-- Opening Marker --

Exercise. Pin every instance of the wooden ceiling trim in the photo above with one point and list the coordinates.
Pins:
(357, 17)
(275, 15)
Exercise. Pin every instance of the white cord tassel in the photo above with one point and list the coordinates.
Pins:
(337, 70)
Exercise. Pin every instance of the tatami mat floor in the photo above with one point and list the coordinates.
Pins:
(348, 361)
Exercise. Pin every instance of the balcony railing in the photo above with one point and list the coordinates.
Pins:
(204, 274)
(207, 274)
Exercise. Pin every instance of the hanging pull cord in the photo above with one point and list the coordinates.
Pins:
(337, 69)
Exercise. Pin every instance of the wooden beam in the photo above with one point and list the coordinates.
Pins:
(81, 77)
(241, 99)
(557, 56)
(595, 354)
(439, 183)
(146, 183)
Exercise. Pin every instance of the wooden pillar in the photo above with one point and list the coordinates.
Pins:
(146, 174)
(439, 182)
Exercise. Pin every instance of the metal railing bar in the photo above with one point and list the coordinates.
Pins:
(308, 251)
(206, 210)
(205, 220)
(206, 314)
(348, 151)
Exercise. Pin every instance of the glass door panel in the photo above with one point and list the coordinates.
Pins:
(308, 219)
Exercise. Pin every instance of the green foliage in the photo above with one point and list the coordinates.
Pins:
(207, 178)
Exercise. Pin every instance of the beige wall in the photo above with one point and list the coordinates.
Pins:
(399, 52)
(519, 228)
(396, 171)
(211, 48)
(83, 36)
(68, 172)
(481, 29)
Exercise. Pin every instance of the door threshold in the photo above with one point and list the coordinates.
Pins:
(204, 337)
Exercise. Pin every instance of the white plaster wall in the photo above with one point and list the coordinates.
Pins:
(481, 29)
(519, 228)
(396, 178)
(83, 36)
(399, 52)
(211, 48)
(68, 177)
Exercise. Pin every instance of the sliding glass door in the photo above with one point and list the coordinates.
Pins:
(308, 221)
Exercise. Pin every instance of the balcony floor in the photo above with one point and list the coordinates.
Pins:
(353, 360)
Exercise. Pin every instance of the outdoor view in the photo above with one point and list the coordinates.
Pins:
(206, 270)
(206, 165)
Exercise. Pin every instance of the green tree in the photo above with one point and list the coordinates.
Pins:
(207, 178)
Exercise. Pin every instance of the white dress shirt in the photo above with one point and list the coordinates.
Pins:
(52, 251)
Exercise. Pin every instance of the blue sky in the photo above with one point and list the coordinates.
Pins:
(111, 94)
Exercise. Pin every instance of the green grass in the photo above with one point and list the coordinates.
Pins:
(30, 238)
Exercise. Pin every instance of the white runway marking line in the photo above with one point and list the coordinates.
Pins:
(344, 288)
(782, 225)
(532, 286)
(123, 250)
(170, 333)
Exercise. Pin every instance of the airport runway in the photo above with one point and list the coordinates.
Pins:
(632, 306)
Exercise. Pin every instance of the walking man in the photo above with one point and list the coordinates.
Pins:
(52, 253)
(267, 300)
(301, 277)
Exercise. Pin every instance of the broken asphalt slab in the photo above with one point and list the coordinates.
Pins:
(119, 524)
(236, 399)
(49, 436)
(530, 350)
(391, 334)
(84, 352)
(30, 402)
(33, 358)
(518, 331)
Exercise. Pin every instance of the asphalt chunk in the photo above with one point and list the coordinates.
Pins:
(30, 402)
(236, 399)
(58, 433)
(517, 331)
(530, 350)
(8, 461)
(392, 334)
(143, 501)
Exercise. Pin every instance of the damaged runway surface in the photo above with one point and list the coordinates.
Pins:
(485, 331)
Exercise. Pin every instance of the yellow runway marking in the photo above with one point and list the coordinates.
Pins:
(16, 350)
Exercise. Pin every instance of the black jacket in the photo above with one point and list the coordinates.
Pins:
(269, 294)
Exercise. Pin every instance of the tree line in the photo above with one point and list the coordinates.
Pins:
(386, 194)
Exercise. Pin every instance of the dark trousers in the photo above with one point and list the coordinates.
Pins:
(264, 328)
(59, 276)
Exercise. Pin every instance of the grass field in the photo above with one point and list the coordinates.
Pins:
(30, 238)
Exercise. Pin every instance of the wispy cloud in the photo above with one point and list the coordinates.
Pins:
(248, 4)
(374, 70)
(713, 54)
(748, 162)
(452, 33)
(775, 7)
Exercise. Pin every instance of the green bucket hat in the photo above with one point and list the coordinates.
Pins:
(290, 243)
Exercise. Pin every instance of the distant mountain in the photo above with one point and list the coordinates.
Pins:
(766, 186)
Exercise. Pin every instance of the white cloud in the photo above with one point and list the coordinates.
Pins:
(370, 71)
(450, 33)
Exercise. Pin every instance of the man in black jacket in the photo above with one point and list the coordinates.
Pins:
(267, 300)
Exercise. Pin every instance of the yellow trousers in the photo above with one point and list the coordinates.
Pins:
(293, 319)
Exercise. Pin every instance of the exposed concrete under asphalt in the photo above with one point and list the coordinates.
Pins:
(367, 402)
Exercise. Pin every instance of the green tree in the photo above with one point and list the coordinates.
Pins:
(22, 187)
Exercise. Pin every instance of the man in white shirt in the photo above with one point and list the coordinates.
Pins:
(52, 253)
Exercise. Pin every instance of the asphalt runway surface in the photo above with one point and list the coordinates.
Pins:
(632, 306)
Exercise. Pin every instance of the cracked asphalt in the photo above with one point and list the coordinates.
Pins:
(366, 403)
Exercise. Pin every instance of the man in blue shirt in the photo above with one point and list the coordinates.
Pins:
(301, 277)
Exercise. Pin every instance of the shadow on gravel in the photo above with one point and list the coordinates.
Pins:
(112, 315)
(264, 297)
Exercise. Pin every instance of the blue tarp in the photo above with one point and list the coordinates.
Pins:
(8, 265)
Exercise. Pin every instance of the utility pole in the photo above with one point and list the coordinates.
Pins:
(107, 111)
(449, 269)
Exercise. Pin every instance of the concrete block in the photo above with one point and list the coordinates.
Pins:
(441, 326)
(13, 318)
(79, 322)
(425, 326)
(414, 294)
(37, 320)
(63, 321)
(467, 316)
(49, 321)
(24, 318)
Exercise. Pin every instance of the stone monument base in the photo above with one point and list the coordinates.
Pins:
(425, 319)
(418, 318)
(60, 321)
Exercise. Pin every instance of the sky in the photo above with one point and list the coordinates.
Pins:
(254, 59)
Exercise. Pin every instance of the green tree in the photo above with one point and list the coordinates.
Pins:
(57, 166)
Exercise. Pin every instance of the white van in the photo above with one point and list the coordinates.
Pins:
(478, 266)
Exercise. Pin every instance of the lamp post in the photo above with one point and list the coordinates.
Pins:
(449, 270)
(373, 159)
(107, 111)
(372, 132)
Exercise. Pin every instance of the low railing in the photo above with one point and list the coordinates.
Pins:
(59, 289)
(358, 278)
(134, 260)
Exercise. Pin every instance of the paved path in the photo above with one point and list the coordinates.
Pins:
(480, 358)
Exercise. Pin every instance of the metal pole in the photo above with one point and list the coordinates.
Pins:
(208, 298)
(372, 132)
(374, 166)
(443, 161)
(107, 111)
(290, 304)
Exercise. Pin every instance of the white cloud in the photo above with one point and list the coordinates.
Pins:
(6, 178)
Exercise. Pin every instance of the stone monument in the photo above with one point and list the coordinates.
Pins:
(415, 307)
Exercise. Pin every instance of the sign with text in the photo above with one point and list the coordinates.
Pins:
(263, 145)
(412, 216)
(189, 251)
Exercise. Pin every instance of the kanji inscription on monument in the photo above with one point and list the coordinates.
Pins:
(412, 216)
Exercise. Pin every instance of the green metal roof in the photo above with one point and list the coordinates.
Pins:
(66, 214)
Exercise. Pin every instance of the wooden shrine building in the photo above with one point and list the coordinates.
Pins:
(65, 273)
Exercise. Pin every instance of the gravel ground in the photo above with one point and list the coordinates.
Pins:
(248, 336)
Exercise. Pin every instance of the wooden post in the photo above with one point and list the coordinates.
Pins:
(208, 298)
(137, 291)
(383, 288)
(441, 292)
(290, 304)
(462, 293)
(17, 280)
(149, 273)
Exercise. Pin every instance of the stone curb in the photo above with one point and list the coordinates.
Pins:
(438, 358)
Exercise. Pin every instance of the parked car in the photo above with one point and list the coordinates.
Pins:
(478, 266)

-- Closing Marker --

→ **Requirement**
Everything above from the line containing "Exercise. Pin every instance of the walking" down to the line containing "Exercise. Pin every instance of the green bucket" is to be transcribed exactly, with both of those lines included and nothing else added.

→ **Response**
Exercise. Pin every instance of the walking man in the photo above with one point and list the coordinates.
Pins:
(52, 253)
(267, 300)
(301, 277)
Exercise. Pin every instance of the broken asphalt slab in the photo above with one point and list the coordinates.
Pins:
(119, 524)
(236, 399)
(49, 436)
(530, 350)
(391, 334)
(84, 352)
(30, 402)
(33, 358)
(518, 331)
Exercise. Pin every instance of the asphalt chunk in the photo above with one point and list the coordinates.
Pins:
(30, 402)
(236, 399)
(58, 433)
(517, 331)
(530, 350)
(8, 461)
(392, 334)
(143, 501)
Exercise. Pin every instance of the damaged runway surface in the photo above with one point and list the coordinates.
Pins:
(485, 331)
Exercise. Pin every instance of the yellow runway marking in the photo above with one point and list the coordinates.
Pins:
(16, 350)
Exercise. Pin every instance of the black jacket in the photo above with one point and list the coordinates.
Pins:
(269, 294)
Exercise. Pin every instance of the tree line in the photo above with one point and list the coordinates.
Pins:
(386, 194)
Exercise. Pin every instance of the dark trousers in the photo above with one point and list the coordinates.
Pins:
(264, 328)
(59, 276)
Exercise. Pin every instance of the grass field in the photo above with one point and list the coordinates.
Pins:
(30, 238)
Exercise. Pin every instance of the wispy cloud in the photo above with one point and list the coordinates.
Pins:
(248, 4)
(374, 70)
(713, 54)
(748, 162)
(452, 33)
(775, 7)
Exercise. Pin every instance of the green bucket hat in the photo above with one point and list the coordinates.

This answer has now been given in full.